__Data__.
────────
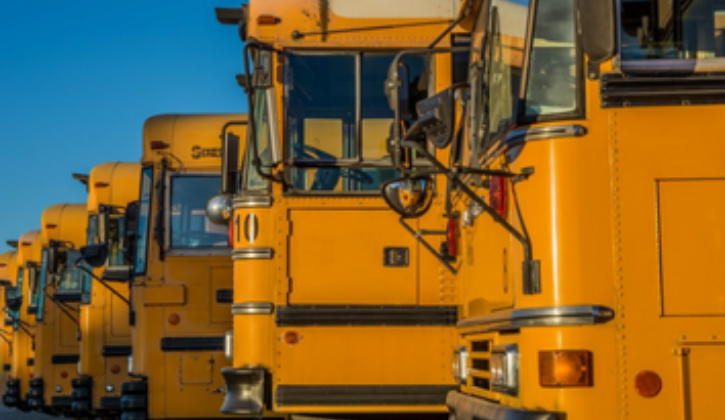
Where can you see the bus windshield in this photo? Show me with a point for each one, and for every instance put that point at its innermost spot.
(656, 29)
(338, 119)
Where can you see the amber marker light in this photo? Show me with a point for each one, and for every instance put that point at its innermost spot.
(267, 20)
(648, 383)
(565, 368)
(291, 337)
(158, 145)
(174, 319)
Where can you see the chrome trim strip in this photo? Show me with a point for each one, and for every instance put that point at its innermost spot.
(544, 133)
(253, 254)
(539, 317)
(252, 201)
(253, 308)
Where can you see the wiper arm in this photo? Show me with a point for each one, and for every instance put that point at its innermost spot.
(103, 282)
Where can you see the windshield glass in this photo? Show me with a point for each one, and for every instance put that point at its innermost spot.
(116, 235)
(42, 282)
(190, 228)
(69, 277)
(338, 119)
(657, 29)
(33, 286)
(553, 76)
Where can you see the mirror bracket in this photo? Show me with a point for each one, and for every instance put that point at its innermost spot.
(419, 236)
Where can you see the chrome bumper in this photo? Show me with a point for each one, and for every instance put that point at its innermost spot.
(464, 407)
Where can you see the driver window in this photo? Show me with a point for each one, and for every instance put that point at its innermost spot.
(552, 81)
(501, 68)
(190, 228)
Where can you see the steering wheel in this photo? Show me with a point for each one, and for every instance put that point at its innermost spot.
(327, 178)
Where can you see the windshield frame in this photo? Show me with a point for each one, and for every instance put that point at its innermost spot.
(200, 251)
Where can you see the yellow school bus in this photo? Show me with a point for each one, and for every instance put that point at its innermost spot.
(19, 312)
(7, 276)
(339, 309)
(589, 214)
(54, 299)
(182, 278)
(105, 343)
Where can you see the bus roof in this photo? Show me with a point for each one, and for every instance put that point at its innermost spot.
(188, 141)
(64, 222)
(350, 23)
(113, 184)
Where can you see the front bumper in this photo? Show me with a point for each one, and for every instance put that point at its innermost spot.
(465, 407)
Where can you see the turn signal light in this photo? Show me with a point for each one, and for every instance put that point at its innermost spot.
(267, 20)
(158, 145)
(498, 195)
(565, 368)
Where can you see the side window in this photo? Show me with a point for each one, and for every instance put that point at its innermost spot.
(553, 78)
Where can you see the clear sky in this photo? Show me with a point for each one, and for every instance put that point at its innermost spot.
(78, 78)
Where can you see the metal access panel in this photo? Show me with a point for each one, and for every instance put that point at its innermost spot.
────────
__Assigned task__.
Repeat the material above word for word but skip the images.

__Output of the exercise__.
Where can you see the bus windshield in this photo? Show me with a point for each one, and for every instance put that point at its innermost spot.
(656, 29)
(338, 119)
Where can you see the amber marker light in this photo? Show me with a point for each one, and for every instance put that point at its innermost spot.
(267, 20)
(648, 383)
(565, 368)
(291, 337)
(158, 145)
(174, 319)
Where can you see the chrome trim strip in this photo? Show me with a point for each one, and for every instance put that point at its innermost spot.
(544, 133)
(253, 254)
(539, 317)
(252, 201)
(253, 308)
Where can you see the wiper arm in this photo? Show me with a point for each one, and for every instance put that point at its innermost spot.
(103, 282)
Where can you see the windshield glass in this photo? Show me with a point for each one, and for every instance put that point at its innermost spot.
(116, 235)
(42, 282)
(190, 228)
(69, 277)
(338, 119)
(657, 29)
(33, 286)
(553, 76)
Where can you see the mirror bracket in this photo? Show me with a point for each one, and for every instance put that point at its innermost spot.
(419, 236)
Where can you see the chrome bumper in this photo? Show me with a point for each one, and for every instance put that point at its innermost spot.
(464, 407)
Where can you see the driver window in this photo? Show me with a point for each one, and for every instance put that point at its innermost spot.
(552, 81)
(501, 68)
(190, 228)
Where can you see the steering wheel in this photo? Show me with a point for each one, and for every instance put that point at its innermost spot.
(327, 178)
Where can you see the windshield frame in this photo? Show me with a point for each one, and for every instance put that point at its innermost spot.
(200, 251)
Where can you see the yellow school bus in this photo? Show me with a point for each one, and for every instance put that point at its innermost spot.
(19, 312)
(7, 276)
(339, 309)
(589, 214)
(54, 299)
(182, 278)
(105, 343)
Where can you see the bus roof in this photo? Show me with a point for each one, and for every instance put that point at its innermost spot.
(188, 141)
(64, 222)
(350, 23)
(113, 184)
Where can you see the front bumper in this photo? Show me with a point for each one, and for every instance put that point at its innermost spot.
(465, 407)
Where can you see the turn signal light in this photo? Show me with a point for each one, and for every instance put that point at its innermost spot.
(267, 20)
(158, 145)
(498, 195)
(565, 368)
Where can you see the side window in this photo? Show me with a point for each one, and for every instance put that point at its innermost spot.
(553, 78)
Where can you see the clear sky in this photo? Show me with a point for each one, and for every instance put that point at its innermost spot.
(78, 78)
Where can you see the metal access panel in this photo? Show me with a point for each one, and for every instance put that point at its innermost spot.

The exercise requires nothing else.